Action item:
This exercise calls for duplicating every entry below exactly, without the images.

Records provided:
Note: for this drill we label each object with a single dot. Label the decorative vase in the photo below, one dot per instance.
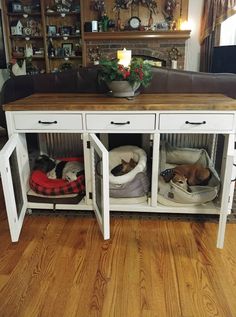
(123, 88)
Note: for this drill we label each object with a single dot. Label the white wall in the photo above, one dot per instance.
(192, 53)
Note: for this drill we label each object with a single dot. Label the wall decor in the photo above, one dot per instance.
(125, 4)
(3, 63)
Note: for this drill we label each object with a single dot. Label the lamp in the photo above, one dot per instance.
(124, 57)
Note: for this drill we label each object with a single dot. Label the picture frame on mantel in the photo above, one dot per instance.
(3, 63)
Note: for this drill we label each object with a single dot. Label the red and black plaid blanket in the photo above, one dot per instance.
(41, 184)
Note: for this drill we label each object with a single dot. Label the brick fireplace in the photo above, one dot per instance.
(155, 46)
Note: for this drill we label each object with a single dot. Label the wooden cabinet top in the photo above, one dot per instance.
(143, 102)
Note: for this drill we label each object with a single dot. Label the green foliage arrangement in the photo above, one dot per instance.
(139, 71)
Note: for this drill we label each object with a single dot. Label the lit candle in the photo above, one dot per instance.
(124, 57)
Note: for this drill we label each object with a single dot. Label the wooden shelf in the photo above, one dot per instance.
(61, 14)
(26, 37)
(21, 14)
(134, 35)
(61, 37)
(65, 58)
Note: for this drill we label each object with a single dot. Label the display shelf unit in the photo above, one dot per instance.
(27, 34)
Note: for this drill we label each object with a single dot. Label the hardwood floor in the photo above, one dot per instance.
(150, 267)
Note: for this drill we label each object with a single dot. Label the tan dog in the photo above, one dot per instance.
(181, 181)
(124, 167)
(195, 174)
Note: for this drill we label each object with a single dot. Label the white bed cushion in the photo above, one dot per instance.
(126, 152)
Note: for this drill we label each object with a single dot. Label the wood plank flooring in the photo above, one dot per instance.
(150, 268)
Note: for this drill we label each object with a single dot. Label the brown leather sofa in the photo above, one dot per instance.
(85, 80)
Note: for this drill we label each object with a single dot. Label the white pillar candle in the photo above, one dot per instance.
(174, 64)
(124, 57)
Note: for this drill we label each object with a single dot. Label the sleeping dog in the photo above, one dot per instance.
(68, 170)
(193, 174)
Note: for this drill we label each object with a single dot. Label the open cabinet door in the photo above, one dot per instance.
(12, 180)
(100, 184)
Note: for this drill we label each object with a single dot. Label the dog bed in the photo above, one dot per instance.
(42, 185)
(134, 183)
(171, 194)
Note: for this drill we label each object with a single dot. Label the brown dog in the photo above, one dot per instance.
(124, 167)
(195, 174)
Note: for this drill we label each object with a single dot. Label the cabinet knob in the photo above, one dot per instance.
(195, 123)
(47, 122)
(120, 123)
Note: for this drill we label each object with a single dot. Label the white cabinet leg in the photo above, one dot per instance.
(221, 230)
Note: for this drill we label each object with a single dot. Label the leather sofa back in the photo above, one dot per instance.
(84, 80)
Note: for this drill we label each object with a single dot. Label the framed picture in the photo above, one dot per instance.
(67, 47)
(66, 30)
(3, 63)
(52, 30)
(16, 7)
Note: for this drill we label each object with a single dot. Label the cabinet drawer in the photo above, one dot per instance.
(196, 122)
(120, 122)
(48, 121)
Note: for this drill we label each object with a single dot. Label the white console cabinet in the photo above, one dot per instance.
(93, 119)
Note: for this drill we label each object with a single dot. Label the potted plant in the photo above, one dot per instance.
(124, 81)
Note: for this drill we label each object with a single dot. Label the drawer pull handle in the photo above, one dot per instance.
(47, 122)
(195, 123)
(120, 123)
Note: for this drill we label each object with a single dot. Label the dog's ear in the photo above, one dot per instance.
(132, 163)
(167, 174)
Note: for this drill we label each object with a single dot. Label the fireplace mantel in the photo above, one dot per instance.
(151, 44)
(136, 35)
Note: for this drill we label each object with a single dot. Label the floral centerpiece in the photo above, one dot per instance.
(124, 81)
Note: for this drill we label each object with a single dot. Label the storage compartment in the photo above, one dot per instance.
(133, 154)
(64, 148)
(187, 176)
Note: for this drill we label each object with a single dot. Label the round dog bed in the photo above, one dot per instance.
(134, 183)
(41, 184)
(171, 194)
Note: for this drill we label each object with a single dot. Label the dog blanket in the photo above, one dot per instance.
(41, 184)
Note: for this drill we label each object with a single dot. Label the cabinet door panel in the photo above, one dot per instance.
(100, 184)
(12, 180)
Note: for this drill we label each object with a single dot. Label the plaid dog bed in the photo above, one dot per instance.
(41, 184)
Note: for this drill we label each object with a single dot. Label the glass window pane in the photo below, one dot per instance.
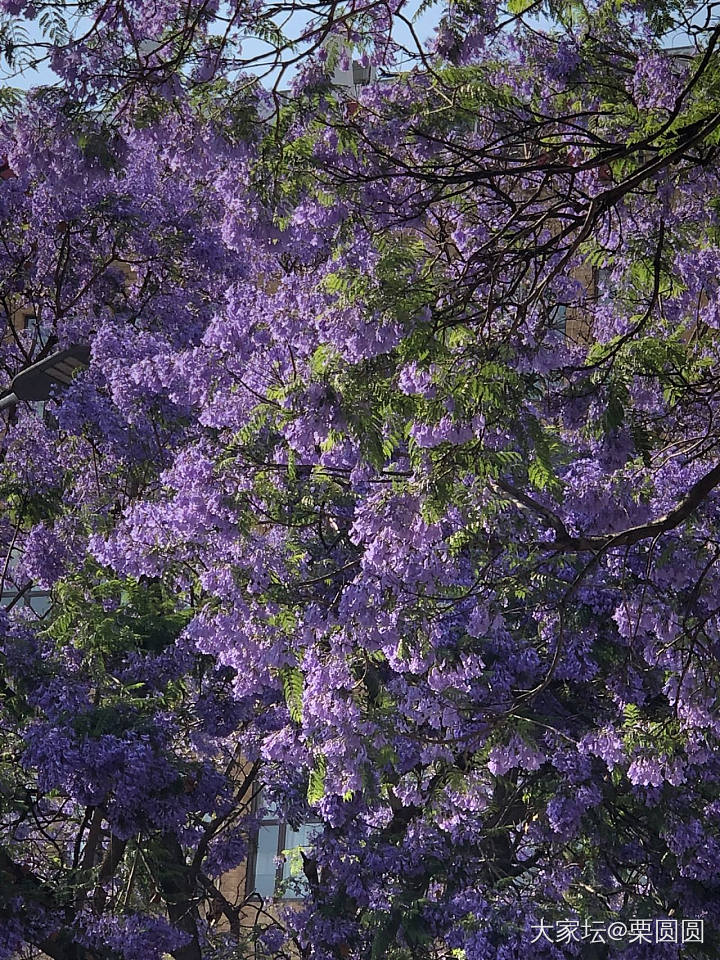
(294, 880)
(265, 867)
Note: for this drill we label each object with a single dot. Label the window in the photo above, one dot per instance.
(275, 867)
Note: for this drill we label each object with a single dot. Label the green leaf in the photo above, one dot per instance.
(293, 687)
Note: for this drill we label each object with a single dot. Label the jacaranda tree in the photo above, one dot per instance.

Response area:
Note: for this drill we label each object with a single dot. Label the decorative vase in the photo below, one dot per instance.
(123, 88)
Note: for this drill we label each object with a single dot. Label the white wall in the photo above, one dot per instance.
(192, 53)
Note: for this drill we label each object with a single dot. Label the wall decor in the photo above, one dot per instance.
(125, 4)
(3, 63)
Note: for this drill we label each object with a single dot. Label the lamp in the photo above, one dot per instance.
(124, 57)
Note: for this drill we label each object with a single dot. Label the picture frame on mantel in the photo above, one dot per instance.
(3, 63)
Note: for this drill we label each object with a single dot. Label the red and black plaid blanket in the photo above, one dot per instance.
(41, 184)
Note: for this drill we label each object with a single dot. Label the brick fireplace in the photo above, one dot per instance.
(155, 46)
Note: for this drill we label each object with a single dot. Label the wooden cabinet top in the photo above, one dot per instance.
(143, 102)
Note: for this drill we label each object with a single dot. Label the green foliage arrangement in the photo above, one dot per instance.
(139, 71)
Note: for this drill we label each object with a single dot. Label the lit candle in the photo above, one dot per instance.
(124, 57)
Note: for this drill we label each object with a single dot. Label the wooden shelf in the photo above, one dot per instance.
(61, 14)
(26, 37)
(21, 14)
(134, 35)
(61, 37)
(65, 58)
Note: for this drill we label each object with a single dot. Label the display shelf unit in the photo above, one dot per instance.
(27, 34)
Note: for this drill we label each object with a single dot. Label the hardwood floor in the photo above, one dot per instance.
(150, 267)
Note: for this drill we label each object with a single dot. Label the tan dog in the photo above, one dot per instance.
(181, 181)
(124, 167)
(195, 174)
Note: for this drill we label each object with a single dot. Label the white bed cushion in the photo above, one dot per instance.
(126, 152)
Note: for this drill we label each object with a single dot. Label the wood plank flooring in the photo above, one dot per instance.
(150, 268)
Note: for this drill we label each object with a single dot. Label the brown leather sofa in the photo above, one dot per instance.
(85, 80)
Note: for this drill we label each object with a single dot. Label the white pillar candle in the photo above, one dot per instance.
(174, 64)
(124, 57)
Note: for this drill we label each object with a single dot. Label the sleeping dog in the photo above, one dot per instance.
(68, 170)
(193, 174)
Note: for this drill we label each object with a single dot. Label the open cabinet door in the photo above, one dot per instance.
(12, 180)
(100, 184)
Note: for this drill we label each object with a single dot. Label the dog bed in the photo above, one dot per instance.
(42, 185)
(134, 183)
(171, 194)
Note: for this drill we label each object with a single dot. Label the brown dog in the photo above, one dot per instance.
(124, 167)
(195, 174)
Note: for this drill we label each object with a single dot. Label the cabinet knob in the photo above, one dot per instance.
(195, 123)
(47, 122)
(120, 123)
Note: for this drill we label each object with a single dot. Label the white cabinet leg in the photo above, one dot per instance.
(221, 230)
Note: for this drill we label each object with a single dot. Label the leather sofa back in the photo above, one dot per instance.
(84, 80)
Note: for this drill we label each object with a single dot. Label the framed picture in the photo above, one dot per instance.
(67, 47)
(66, 30)
(3, 63)
(52, 30)
(16, 7)
Note: for this drill we label each object with a single dot. Label the cabinet drawer in the photo above, one dot per instance.
(196, 122)
(120, 122)
(48, 121)
Note: for this drill we label each object with a single dot. Label the white console cabinet in the photo above, one dot per instance.
(93, 119)
Note: for this drill we label each object with a single dot. Label the potted plant in the photo above, one dot per instance.
(124, 81)
Note: for this drill we label each object with a single dot. Label the drawer pull handle in the photo above, one dot per instance.
(47, 122)
(195, 123)
(120, 123)
Note: for this drill we label each object with a single dot. Label the dog's ear in the photo above, one dot per instance.
(132, 163)
(167, 174)
Note: for this drill we label each object with a single dot. Label the fireplace mantel in the photo above, one dot per instance.
(151, 44)
(136, 35)
Note: for this drill we label each object with a single dot. Label the floral centerpiece in the photo above, one dot per instance.
(124, 81)
Note: for this drill we label each object with a single dot. Label the storage compartment in the photo above, one dot per instance.
(133, 154)
(64, 148)
(187, 176)
Note: for this drill we label each object with a single dot. Label the round dog bed in the photo above, one dot per instance.
(134, 183)
(41, 184)
(171, 194)
Note: for this drill we label each object with a single dot. Label the dog blanket in the photo above, one dot per instance.
(41, 184)
Note: for this drill we label each object with a single dot. Label the cabinet door panel in the photo above, one dot per instance.
(100, 184)
(12, 180)
Note: for this drill we label each object with a single dot. Label the plaid dog bed in the photo above, one dot per instance.
(41, 184)
Note: for this drill we label each object with a single dot. Label the glass window pane in the photo below, one dot per instance.
(294, 880)
(265, 867)
Note: for this drill we label each object with a single dot. Label the window in the photo above, one dot per instance.
(275, 867)
Note: for this drill we label each object with a single dot. Label the green leaf in the photo above, one dot per instance.
(293, 687)
Note: for this drill we label each object with a single dot. Label the jacaranda tree in the photo above, one dot per instance.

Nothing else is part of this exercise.